> **The task**:
Revise the part of the material that opens with the line containing "Annotate stone obelisk with boxes." and closes with the line containing "[0,0,926,413]" by replacing "drainpipe" with "rain gutter". Leave everything else in those lines unchanged, and return only those lines.

::::::::::

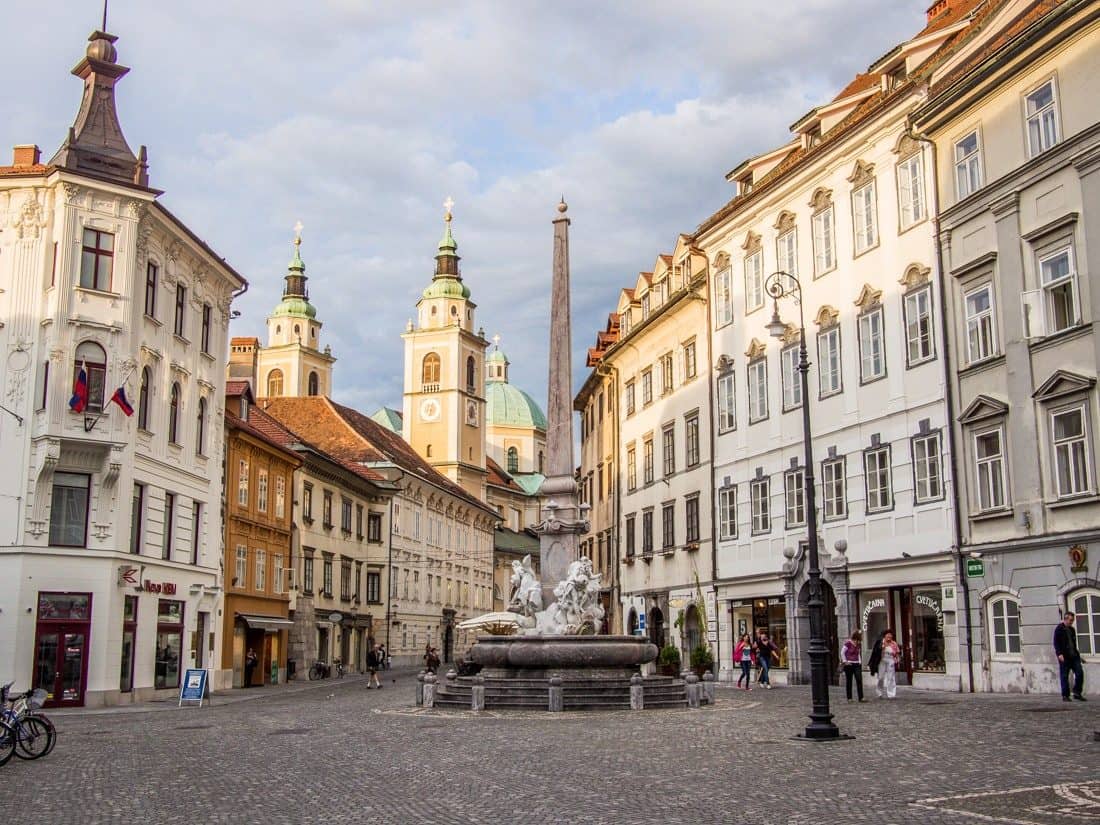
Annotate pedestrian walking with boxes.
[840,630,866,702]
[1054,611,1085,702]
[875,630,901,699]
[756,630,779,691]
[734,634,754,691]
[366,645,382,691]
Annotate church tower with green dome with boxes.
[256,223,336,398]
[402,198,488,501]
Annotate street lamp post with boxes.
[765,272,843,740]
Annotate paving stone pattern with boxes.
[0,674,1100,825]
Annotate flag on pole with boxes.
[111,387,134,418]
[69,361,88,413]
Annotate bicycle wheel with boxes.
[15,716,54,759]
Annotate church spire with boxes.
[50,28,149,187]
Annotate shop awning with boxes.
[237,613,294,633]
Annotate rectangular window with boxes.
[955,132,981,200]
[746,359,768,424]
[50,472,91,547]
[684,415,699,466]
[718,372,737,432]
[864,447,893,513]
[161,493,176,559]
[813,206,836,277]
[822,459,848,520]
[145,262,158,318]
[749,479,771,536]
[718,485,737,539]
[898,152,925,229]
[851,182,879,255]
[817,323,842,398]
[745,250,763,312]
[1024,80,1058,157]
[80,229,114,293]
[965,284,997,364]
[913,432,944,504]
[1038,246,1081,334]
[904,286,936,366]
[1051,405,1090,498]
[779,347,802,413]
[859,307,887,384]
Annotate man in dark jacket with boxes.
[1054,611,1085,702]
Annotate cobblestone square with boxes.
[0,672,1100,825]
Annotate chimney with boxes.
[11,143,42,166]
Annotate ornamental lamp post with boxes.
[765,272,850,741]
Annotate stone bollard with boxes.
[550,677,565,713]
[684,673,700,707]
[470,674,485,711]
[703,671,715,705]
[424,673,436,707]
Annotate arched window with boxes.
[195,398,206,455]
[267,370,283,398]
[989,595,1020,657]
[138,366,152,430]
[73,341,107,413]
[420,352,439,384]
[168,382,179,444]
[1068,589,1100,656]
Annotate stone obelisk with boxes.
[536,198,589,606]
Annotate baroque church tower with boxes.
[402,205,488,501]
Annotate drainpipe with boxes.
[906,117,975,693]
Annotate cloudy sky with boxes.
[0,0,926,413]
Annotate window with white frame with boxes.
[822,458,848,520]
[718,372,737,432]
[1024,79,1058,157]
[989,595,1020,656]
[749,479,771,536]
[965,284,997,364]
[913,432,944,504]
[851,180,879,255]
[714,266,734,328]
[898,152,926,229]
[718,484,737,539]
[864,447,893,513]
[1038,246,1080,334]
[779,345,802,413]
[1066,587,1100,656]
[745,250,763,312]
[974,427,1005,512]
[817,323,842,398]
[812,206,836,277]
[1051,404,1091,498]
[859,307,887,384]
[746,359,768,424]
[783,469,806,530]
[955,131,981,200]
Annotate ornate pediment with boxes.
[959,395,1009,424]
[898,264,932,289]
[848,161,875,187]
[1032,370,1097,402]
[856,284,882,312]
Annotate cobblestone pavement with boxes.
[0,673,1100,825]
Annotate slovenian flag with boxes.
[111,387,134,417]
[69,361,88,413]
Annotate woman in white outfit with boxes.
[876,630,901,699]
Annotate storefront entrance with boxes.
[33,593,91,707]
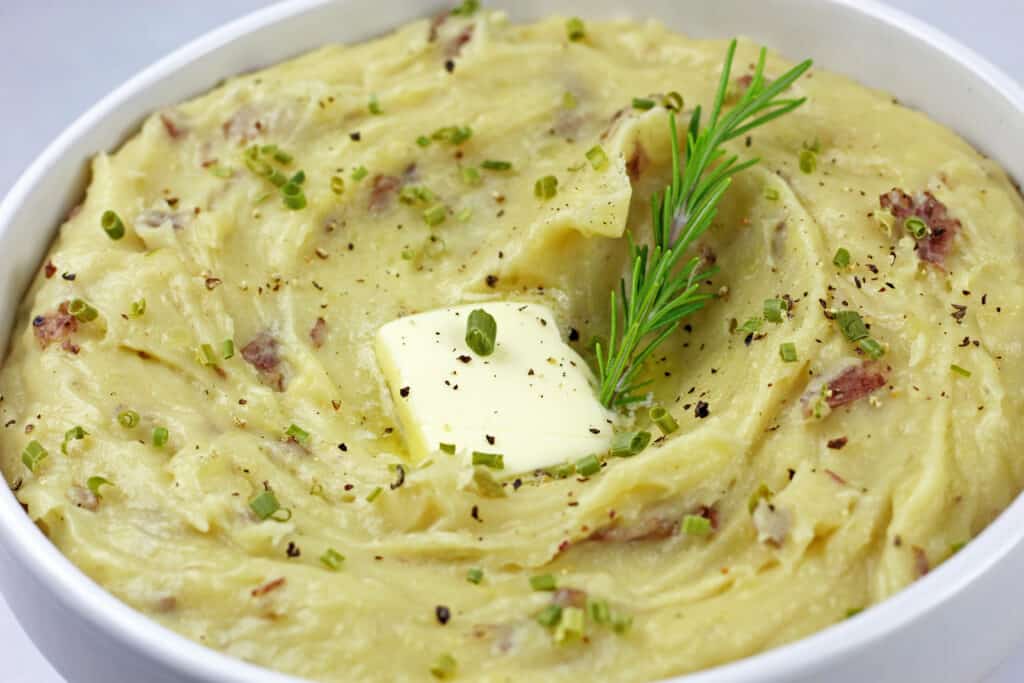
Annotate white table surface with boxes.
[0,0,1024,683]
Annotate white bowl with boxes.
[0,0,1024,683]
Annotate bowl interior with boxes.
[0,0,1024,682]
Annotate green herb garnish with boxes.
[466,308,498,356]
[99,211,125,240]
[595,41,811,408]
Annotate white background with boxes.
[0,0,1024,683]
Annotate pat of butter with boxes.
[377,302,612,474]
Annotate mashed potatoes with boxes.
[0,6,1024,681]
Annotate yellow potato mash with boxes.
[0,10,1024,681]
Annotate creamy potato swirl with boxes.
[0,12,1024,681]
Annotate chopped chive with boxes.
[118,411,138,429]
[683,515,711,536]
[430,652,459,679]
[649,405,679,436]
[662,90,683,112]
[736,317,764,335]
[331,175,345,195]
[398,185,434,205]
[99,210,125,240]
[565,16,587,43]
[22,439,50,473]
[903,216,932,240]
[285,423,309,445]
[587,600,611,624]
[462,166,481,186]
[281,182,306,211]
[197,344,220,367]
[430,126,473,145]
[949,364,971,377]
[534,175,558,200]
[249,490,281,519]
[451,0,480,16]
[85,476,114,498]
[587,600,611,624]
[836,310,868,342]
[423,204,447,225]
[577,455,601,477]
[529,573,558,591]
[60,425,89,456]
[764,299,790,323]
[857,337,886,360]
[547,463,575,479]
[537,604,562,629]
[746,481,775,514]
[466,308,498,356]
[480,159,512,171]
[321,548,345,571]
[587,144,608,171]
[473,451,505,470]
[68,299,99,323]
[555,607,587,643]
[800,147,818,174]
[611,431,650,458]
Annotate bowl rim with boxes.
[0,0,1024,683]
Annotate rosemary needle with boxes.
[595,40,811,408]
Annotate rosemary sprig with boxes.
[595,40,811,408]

::::::::::

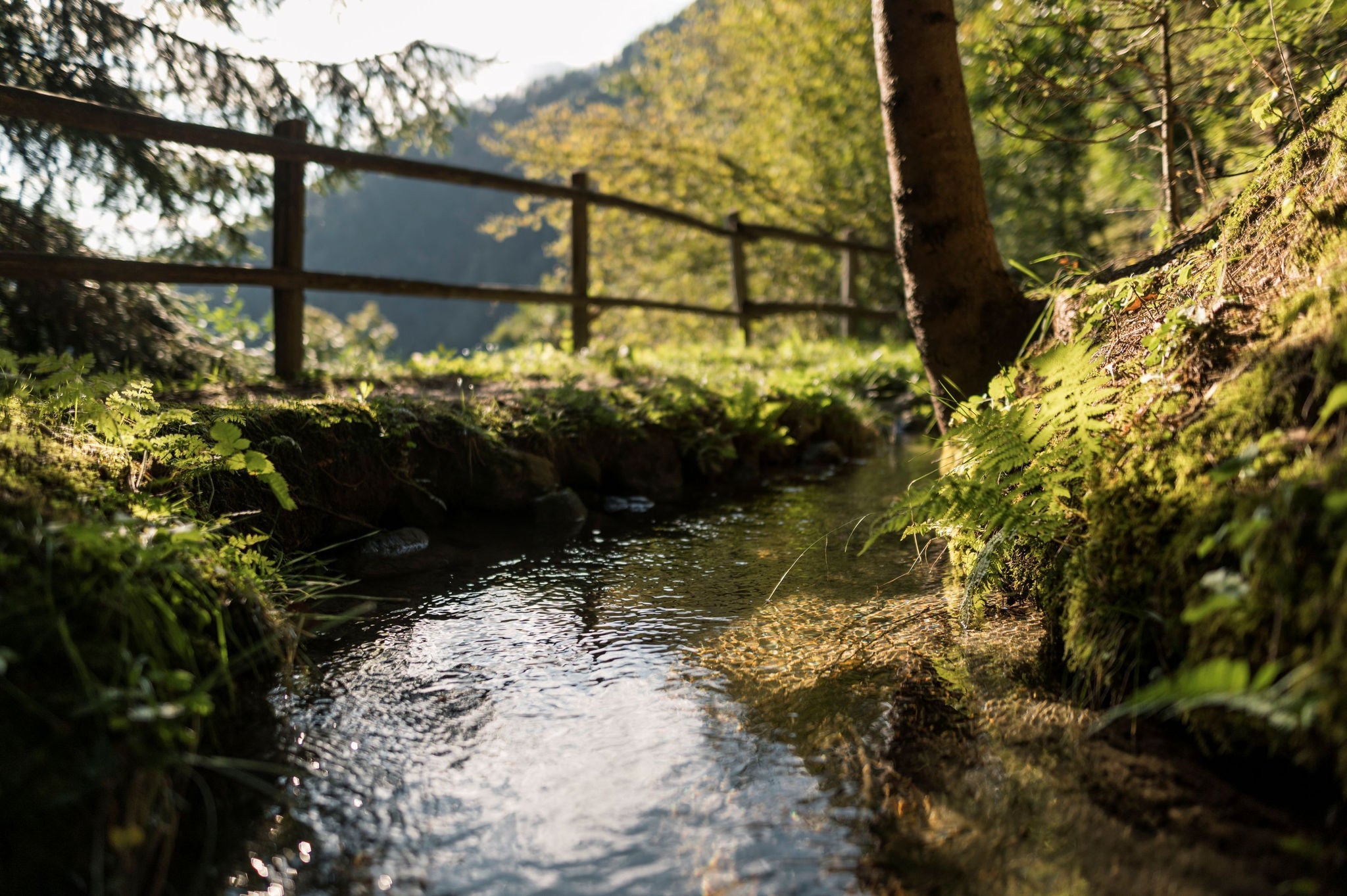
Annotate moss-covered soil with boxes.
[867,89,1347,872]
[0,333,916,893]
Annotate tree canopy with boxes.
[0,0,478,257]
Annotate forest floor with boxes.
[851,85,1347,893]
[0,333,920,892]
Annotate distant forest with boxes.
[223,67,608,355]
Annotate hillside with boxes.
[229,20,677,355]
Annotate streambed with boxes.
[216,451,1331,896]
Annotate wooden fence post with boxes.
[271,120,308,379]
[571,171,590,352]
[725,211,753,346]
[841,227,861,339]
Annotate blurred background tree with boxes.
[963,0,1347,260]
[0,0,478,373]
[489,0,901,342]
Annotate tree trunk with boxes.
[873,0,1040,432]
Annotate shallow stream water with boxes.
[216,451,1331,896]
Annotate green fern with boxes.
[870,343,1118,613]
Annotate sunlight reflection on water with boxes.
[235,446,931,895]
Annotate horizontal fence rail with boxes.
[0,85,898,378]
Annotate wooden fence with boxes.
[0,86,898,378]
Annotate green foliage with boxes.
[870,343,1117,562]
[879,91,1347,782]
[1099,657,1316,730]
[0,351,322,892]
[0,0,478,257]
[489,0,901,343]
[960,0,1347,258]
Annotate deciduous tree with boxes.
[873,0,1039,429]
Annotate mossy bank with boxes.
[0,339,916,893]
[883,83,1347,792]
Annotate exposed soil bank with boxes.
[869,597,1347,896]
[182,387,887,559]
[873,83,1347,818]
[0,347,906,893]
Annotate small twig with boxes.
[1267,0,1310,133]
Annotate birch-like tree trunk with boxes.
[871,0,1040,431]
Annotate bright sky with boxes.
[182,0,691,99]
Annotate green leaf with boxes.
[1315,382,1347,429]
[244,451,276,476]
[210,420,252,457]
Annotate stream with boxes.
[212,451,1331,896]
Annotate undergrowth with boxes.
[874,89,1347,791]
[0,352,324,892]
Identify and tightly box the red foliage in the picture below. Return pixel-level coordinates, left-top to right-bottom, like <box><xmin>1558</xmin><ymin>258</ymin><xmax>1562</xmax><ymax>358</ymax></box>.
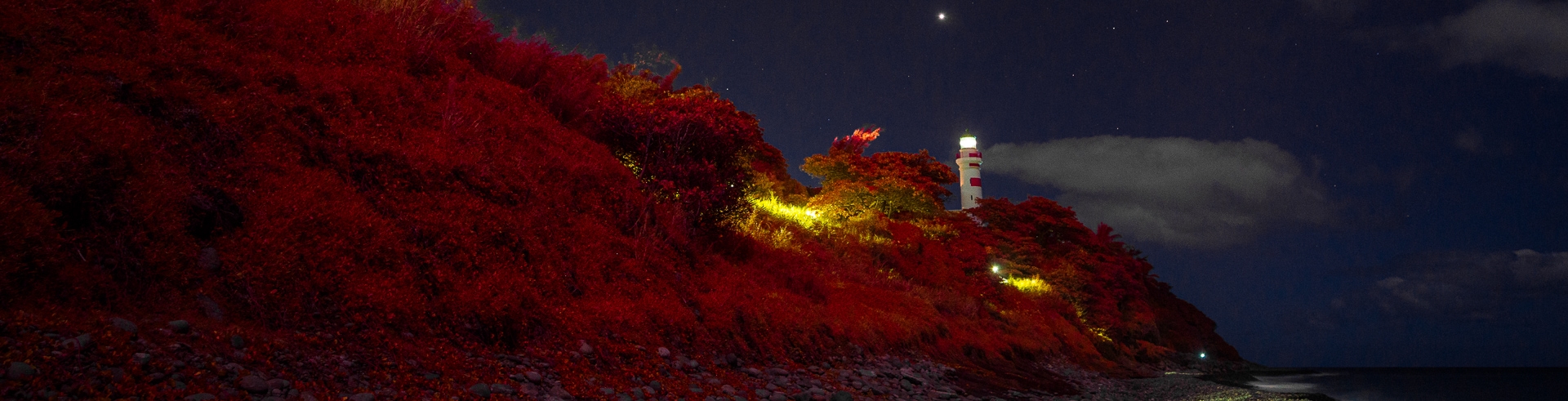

::::::::::

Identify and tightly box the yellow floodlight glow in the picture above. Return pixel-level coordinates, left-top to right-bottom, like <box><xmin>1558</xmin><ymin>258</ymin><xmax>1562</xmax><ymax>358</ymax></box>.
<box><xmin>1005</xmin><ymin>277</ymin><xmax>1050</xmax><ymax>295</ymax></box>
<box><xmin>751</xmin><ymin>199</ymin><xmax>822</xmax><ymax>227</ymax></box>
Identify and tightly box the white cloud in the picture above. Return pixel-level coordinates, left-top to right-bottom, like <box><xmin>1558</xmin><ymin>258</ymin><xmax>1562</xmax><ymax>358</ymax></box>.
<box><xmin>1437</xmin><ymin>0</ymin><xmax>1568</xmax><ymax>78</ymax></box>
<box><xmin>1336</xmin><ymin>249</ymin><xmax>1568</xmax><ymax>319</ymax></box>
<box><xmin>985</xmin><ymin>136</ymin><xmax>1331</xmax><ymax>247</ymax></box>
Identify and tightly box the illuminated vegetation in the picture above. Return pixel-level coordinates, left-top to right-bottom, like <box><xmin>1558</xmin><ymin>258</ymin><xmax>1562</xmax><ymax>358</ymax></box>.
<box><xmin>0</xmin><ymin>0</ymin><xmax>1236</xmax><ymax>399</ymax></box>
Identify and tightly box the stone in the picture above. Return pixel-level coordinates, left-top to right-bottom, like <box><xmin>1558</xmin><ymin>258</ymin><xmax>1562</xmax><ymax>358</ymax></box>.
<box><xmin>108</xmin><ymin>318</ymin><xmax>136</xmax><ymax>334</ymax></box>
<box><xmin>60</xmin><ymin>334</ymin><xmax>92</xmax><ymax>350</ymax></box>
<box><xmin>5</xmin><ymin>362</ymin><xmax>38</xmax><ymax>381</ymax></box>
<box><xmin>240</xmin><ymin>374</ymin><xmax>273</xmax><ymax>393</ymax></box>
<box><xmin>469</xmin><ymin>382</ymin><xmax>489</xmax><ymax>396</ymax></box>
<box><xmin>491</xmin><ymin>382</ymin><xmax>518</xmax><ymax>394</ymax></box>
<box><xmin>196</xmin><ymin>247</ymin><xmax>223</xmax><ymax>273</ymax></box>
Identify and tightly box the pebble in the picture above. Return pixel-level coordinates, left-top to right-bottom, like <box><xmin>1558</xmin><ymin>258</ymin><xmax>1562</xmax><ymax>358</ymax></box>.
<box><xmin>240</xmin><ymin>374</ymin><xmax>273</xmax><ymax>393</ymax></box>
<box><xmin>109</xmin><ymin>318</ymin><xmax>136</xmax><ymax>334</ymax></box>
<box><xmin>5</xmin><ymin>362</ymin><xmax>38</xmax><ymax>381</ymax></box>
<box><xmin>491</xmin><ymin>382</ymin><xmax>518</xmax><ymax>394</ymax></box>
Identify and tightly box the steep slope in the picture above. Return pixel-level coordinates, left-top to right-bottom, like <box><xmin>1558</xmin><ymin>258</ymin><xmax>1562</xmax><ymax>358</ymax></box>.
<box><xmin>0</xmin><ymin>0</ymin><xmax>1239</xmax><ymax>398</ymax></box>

::::::::::

> **Output of the task**:
Annotate stone obelisk with boxes.
[536,198,589,606]
Annotate baroque church tower with boxes.
[402,205,488,501]
Annotate rain gutter with boxes.
[906,117,975,693]
Annotate cloudy sky with boxes.
[0,0,926,413]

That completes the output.